Would you please return the lines of the material that contain the word "hair"?

AVAILABLE DATA =>
Start of Block

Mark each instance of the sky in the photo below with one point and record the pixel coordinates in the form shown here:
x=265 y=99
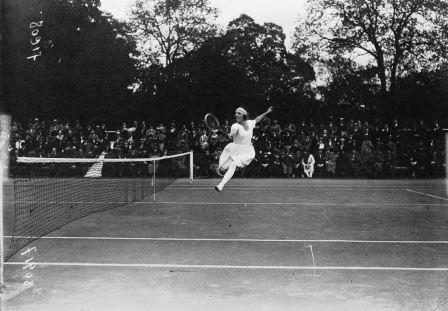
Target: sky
x=282 y=12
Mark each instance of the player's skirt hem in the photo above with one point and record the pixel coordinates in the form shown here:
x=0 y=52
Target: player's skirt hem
x=241 y=154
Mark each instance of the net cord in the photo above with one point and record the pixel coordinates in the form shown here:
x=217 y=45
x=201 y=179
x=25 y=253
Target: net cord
x=82 y=160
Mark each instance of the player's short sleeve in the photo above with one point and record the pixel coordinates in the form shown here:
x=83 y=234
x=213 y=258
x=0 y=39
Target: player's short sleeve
x=234 y=129
x=251 y=123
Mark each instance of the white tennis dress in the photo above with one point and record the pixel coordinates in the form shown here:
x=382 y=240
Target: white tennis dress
x=240 y=150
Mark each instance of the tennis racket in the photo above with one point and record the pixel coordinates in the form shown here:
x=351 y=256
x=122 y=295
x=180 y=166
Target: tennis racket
x=212 y=123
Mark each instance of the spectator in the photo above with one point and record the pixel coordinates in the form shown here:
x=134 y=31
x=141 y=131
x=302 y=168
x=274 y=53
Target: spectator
x=308 y=164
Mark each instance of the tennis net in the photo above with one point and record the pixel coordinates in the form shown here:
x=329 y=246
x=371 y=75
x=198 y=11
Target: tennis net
x=52 y=192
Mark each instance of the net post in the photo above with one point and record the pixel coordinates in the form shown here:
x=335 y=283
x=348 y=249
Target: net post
x=4 y=144
x=1 y=227
x=154 y=179
x=191 y=167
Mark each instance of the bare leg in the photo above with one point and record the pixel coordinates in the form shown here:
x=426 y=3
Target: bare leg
x=226 y=164
x=227 y=176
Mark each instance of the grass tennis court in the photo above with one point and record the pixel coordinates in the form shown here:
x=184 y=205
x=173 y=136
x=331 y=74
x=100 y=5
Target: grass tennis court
x=377 y=245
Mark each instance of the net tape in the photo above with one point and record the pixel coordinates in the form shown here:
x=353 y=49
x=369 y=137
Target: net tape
x=43 y=204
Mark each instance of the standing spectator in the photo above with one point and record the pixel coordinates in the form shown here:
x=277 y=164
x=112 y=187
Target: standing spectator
x=330 y=163
x=320 y=163
x=308 y=164
x=379 y=162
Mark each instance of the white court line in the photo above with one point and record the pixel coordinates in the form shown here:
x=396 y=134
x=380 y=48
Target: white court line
x=237 y=203
x=174 y=266
x=292 y=203
x=427 y=194
x=233 y=240
x=298 y=188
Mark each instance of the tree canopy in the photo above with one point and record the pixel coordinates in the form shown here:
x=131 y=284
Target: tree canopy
x=396 y=36
x=66 y=59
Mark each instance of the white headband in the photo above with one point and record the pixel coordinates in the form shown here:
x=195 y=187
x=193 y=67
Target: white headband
x=241 y=110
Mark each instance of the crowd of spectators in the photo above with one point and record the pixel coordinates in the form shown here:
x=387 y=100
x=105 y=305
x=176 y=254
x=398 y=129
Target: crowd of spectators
x=336 y=148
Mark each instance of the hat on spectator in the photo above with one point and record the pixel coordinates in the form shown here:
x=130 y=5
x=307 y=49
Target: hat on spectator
x=242 y=111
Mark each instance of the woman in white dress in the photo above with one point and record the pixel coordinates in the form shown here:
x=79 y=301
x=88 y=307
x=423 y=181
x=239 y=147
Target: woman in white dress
x=240 y=152
x=308 y=167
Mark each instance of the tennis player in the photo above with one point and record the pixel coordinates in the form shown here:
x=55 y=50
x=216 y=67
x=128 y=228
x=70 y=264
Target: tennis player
x=240 y=152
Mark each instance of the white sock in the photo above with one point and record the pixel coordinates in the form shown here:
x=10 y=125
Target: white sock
x=228 y=175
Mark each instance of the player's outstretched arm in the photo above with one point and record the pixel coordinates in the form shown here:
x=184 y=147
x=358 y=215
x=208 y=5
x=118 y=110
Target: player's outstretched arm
x=261 y=116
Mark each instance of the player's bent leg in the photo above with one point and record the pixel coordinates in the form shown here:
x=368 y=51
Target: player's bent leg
x=227 y=176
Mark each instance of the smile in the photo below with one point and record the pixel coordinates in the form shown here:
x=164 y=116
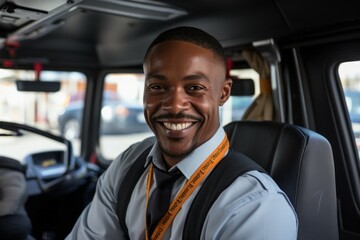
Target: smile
x=177 y=126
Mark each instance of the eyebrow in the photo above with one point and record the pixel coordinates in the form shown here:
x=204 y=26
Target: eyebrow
x=189 y=77
x=196 y=76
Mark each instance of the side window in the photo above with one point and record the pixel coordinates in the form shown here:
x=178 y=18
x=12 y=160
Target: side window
x=122 y=114
x=49 y=111
x=349 y=73
x=236 y=106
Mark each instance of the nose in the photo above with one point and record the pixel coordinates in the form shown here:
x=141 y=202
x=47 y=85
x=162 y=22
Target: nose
x=176 y=101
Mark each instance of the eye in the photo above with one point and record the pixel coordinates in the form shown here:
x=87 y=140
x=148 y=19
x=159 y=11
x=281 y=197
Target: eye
x=156 y=87
x=195 y=88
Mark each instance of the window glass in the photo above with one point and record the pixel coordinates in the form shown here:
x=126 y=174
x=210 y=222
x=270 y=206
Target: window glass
x=49 y=111
x=349 y=73
x=122 y=118
x=236 y=106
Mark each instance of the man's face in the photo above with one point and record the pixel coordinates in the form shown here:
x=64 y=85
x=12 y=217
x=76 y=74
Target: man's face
x=184 y=87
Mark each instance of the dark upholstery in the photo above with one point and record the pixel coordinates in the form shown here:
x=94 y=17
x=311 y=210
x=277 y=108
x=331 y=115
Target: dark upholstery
x=301 y=163
x=14 y=221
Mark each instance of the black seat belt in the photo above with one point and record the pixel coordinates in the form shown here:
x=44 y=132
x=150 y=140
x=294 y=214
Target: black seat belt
x=231 y=167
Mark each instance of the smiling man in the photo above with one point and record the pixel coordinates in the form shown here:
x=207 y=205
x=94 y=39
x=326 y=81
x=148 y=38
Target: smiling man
x=149 y=191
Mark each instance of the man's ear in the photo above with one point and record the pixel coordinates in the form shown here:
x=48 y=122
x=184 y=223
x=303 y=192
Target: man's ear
x=225 y=91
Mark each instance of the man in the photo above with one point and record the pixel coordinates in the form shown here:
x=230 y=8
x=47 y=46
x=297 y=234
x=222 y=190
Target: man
x=185 y=83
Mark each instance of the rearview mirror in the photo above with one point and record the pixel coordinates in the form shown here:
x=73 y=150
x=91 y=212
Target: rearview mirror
x=37 y=86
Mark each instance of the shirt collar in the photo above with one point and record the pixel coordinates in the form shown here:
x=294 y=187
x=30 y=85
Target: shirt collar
x=192 y=161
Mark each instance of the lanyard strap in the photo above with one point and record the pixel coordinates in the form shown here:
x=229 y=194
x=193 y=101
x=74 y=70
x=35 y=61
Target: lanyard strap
x=195 y=180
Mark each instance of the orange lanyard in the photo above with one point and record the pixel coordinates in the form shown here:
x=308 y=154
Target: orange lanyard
x=199 y=175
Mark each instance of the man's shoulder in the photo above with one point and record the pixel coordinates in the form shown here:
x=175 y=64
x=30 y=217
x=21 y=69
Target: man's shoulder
x=134 y=150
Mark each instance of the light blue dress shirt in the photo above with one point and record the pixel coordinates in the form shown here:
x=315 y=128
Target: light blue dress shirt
x=252 y=207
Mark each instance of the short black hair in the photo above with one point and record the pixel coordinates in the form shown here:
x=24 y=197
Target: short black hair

End of Block

EXERCISE SOLUTION =>
Mark each instance of the short black hair in the photo above with one point and record the pixel coordinates in the form shown here:
Target: short black hair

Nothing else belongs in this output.